=== EXERCISE ===
Once the pictures are set aside, transcribe the remaining data exactly.

=== DATASET CONTENT ===

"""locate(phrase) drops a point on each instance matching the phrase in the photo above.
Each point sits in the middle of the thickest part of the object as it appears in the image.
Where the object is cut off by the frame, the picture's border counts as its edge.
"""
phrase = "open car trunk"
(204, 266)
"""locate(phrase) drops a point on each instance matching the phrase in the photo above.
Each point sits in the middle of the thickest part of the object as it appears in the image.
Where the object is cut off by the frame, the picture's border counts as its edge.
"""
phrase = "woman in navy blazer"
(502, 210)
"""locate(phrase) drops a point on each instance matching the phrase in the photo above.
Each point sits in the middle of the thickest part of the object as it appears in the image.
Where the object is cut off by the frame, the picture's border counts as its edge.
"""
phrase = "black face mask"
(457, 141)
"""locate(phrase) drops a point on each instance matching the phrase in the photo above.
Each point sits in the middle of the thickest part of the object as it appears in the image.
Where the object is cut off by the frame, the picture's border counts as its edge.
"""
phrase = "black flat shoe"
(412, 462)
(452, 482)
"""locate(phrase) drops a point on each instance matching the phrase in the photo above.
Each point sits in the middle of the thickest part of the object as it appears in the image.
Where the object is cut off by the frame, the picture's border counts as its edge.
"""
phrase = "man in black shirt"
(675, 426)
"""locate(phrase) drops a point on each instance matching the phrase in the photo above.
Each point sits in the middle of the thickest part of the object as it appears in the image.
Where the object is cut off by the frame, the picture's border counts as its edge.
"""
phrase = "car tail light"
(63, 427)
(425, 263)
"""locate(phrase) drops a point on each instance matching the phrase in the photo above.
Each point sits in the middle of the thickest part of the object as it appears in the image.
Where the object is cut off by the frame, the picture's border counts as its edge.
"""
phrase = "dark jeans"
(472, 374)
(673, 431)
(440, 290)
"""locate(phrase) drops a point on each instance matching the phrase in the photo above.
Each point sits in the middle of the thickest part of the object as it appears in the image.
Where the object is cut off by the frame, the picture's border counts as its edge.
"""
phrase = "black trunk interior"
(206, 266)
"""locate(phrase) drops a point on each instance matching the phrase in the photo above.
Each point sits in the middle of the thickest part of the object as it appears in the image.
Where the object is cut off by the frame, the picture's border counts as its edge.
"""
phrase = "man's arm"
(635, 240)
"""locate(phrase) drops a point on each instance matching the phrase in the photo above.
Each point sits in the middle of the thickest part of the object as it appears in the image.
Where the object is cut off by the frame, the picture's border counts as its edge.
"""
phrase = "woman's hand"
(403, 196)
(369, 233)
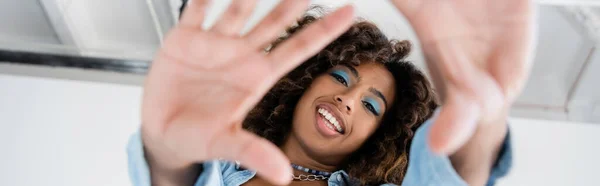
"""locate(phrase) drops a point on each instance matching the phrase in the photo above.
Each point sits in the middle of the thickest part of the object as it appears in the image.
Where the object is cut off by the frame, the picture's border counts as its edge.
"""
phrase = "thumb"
(455, 124)
(255, 153)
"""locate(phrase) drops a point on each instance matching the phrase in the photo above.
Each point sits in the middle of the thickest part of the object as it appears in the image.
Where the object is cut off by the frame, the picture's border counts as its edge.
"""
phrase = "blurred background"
(71, 73)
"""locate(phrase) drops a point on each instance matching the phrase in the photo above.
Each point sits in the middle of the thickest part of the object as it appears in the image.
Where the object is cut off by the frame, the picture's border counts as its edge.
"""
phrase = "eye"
(340, 76)
(371, 108)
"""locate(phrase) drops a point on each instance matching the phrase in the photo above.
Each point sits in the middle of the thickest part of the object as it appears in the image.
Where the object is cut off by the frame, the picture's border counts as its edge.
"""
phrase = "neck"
(293, 149)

=== RESPONSE FOR THIS EXERCISE ===
"""locate(phrase) drops a point on each instance matching the phrase in the photo above.
Each point sits in the middle of the thickest part of the object as it appears in the image.
Where the object is cut off by the frame, the picture's border counts as its edge.
"""
phrase = "open car trunk"
(204, 266)
"""locate(phrase) drops a point on each instance matching the phrase in the photo above.
Each point sits in the middle of the thickest part of the object as it appears in the image.
Where the object is cut off by the frame, the picture's border counts as its edge.
"""
phrase = "woman in navy blazer"
(502, 210)
"""locate(phrase) drops a point on each instance matching the phrase in the photo above.
Each point sits in the middle of the thickest part of the object as it appears in the image.
Where the object is cut off by the frame, the picture's border counts as its edge.
"""
phrase = "black face mask"
(457, 141)
"""locate(phrase) drops a point on each instance matching the phrase in the photo above.
Each point sits in the middle of the thickest part of the object as it appears in the image.
Where the object is cut off by the frame, the picture's border counts as its edge.
"""
phrase = "black flat shoe"
(412, 462)
(452, 482)
"""locate(phrase) drops a point on each instance matching the phrase in the photo above.
Each point sits in the middle of the thickest part of the object as it appears in the image.
Where the object is cut off by the frame, the picture's border counts as its edge.
"""
phrase = "man in black shirt"
(675, 426)
"""locate(phrase) drops a point on each instance matching the phrase in the photo above.
Each point sits in the middle of the thickest part of the object as it appears in the image.
Where the object is cut off by the frame, the picture's border counts as its edge.
"""
phrase = "car tail light"
(63, 427)
(425, 263)
"""locate(phrase) drops a point on each instance matching the phrase in the photo above.
Each point sits in the middle of the thickest part of the object as it appears in the image.
Where the object is cut off by the frame, the picture's border counts as its edge.
"""
phrase = "dark jeans"
(472, 374)
(673, 431)
(440, 290)
"""locate(phrase) drops a point on each instance matching the phrase in the photo above.
Each point sits in the middle of the thickest part of the object as it appears in the image.
Where the object is cut off by the frame, the picture's border counts as its edge.
"""
phrase = "black trunk interior"
(206, 266)
"""locate(phrase) drops a point on each instance matching the phrase in the photo above.
Each point sits in the middle of the thickest part of the object as it appears in the image.
Where the object is cut off by the frame, the picture's border counts as its edge.
"""
phrase = "man's arm"
(635, 240)
"""locate(phrase) drops a point on each instance matching the phrase in the photo above.
Each point sits in the middle of the thickest part of the object as it appears in the image.
Where the object is cut off by the frame, the picture's border counts as its edge.
"""
phrase = "woman's hand"
(403, 196)
(369, 233)
"""locate(phrase) drops a point on each instance matching the phrase in the photo above.
Each point sits in the middle of the thickest part of the object as it appears in the image.
Where the object is cut off by the frame, the picture's border counts as its edge.
"""
phrase = "thumb"
(455, 124)
(255, 153)
"""locate(phrase) drops a point on each instance matching the phrase in the photo above.
Each point sits in the middle of the thickest part of the object as it appears in the image.
Where the object is cut off by the frame, the picture's border counts as its edge.
"""
phrase = "blurred background"
(71, 73)
"""locate(phrase) drops a point on each instance matching the phrase in the photo above.
Each point sits in the middle of the thickest part of the object as it appears in the image.
Where the object is cut off by the frame, the picture's border counts as its edge.
"""
phrase = "eye"
(340, 76)
(371, 108)
"""locate(phrase) drops a point on each instance matching the phrase in the photo above.
Each point sits in the middle of the thickest part of the object as it appears in the image.
Where the object is cut off by the frame, the picture's border counts as its edge.
"""
phrase = "neck"
(293, 149)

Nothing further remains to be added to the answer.